▶ [EXERCISE DESCRIPTION]: Put every line of the items below into a JSON list of strings, one string per line, with blank lines dropped and the pictures left out.

▶ [MATERIALS PROVIDED]:
▬▬▬

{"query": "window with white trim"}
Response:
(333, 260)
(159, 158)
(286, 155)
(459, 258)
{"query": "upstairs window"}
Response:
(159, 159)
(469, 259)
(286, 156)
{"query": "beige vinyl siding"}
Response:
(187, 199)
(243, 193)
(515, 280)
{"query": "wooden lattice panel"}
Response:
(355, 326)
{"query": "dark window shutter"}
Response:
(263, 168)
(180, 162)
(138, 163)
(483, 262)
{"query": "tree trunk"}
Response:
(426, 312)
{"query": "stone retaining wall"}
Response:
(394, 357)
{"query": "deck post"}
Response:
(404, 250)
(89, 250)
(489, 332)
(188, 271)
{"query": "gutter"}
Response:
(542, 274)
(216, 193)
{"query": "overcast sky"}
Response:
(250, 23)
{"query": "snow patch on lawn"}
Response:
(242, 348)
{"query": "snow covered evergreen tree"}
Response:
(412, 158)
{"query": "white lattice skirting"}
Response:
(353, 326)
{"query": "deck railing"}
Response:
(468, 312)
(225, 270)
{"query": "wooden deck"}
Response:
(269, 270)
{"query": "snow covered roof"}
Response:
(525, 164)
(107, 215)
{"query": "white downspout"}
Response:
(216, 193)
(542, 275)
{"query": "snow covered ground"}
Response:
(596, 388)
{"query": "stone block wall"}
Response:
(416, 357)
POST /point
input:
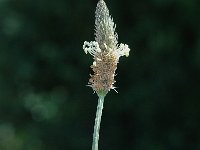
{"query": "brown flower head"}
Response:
(105, 50)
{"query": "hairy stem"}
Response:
(97, 123)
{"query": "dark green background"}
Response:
(44, 101)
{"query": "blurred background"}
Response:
(44, 101)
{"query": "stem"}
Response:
(97, 122)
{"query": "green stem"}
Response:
(97, 122)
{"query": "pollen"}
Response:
(105, 51)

▬▬▬

▶ [WRITTEN SOLUTION]:
[
  "{\"query\": \"window with white trim\"}",
  "Response:",
  "(333, 260)",
  "(159, 158)",
  "(286, 155)",
  "(459, 258)",
  "{\"query\": \"upstairs window\"}",
  "Response:",
  "(159, 159)",
  "(469, 259)",
  "(286, 156)",
  "{\"query\": \"beige vinyl siding\"}",
  "Response:",
  "(187, 199)",
  "(243, 193)",
  "(515, 280)",
  "{\"query\": \"wooden lattice panel\"}",
  "Response:",
  "(355, 326)",
  "{\"query\": \"dark window shutter\"}",
  "Response:",
  "(263, 168)",
  "(180, 162)",
  "(138, 163)",
  "(483, 262)",
  "{\"query\": \"tree trunk\"}",
  "Response:",
  "(426, 312)",
  "{\"query\": \"stone retaining wall\"}",
  "Response:",
  "(394, 357)",
  "{\"query\": \"deck post\"}",
  "Response:",
  "(404, 250)",
  "(89, 250)",
  "(489, 332)",
  "(188, 271)",
  "{\"query\": \"gutter\"}",
  "Response:",
  "(542, 274)",
  "(216, 193)",
  "{\"query\": \"overcast sky\"}",
  "Response:",
  "(250, 23)",
  "{\"query\": \"snow patch on lawn\"}",
  "Response:",
  "(242, 348)",
  "{\"query\": \"snow covered evergreen tree\"}",
  "Response:",
  "(412, 158)",
  "{\"query\": \"white lattice skirting\"}",
  "Response:",
  "(353, 326)",
  "{\"query\": \"deck railing\"}",
  "Response:",
  "(468, 312)",
  "(225, 270)",
  "{\"query\": \"wooden deck\"}",
  "Response:",
  "(269, 270)",
  "{\"query\": \"snow covered roof\"}",
  "Response:",
  "(525, 164)",
  "(107, 215)",
  "{\"query\": \"white downspout\"}",
  "Response:",
  "(216, 193)",
  "(542, 275)",
  "{\"query\": \"snow covered ground\"}",
  "Response:",
  "(596, 388)",
  "{\"query\": \"stone block wall\"}",
  "Response:",
  "(416, 357)",
  "POST /point",
  "input:",
  "{\"query\": \"brown flower head\"}",
  "Response:",
  "(105, 50)",
  "{\"query\": \"hairy stem\"}",
  "Response:",
  "(97, 123)",
  "{\"query\": \"dark green background\"}",
  "Response:",
  "(44, 101)",
  "{\"query\": \"blurred background\"}",
  "Response:",
  "(44, 101)",
  "{\"query\": \"stem\"}",
  "Response:",
  "(97, 122)",
  "{\"query\": \"green stem\"}",
  "Response:",
  "(97, 122)",
  "{\"query\": \"pollen\"}",
  "Response:",
  "(105, 51)"
]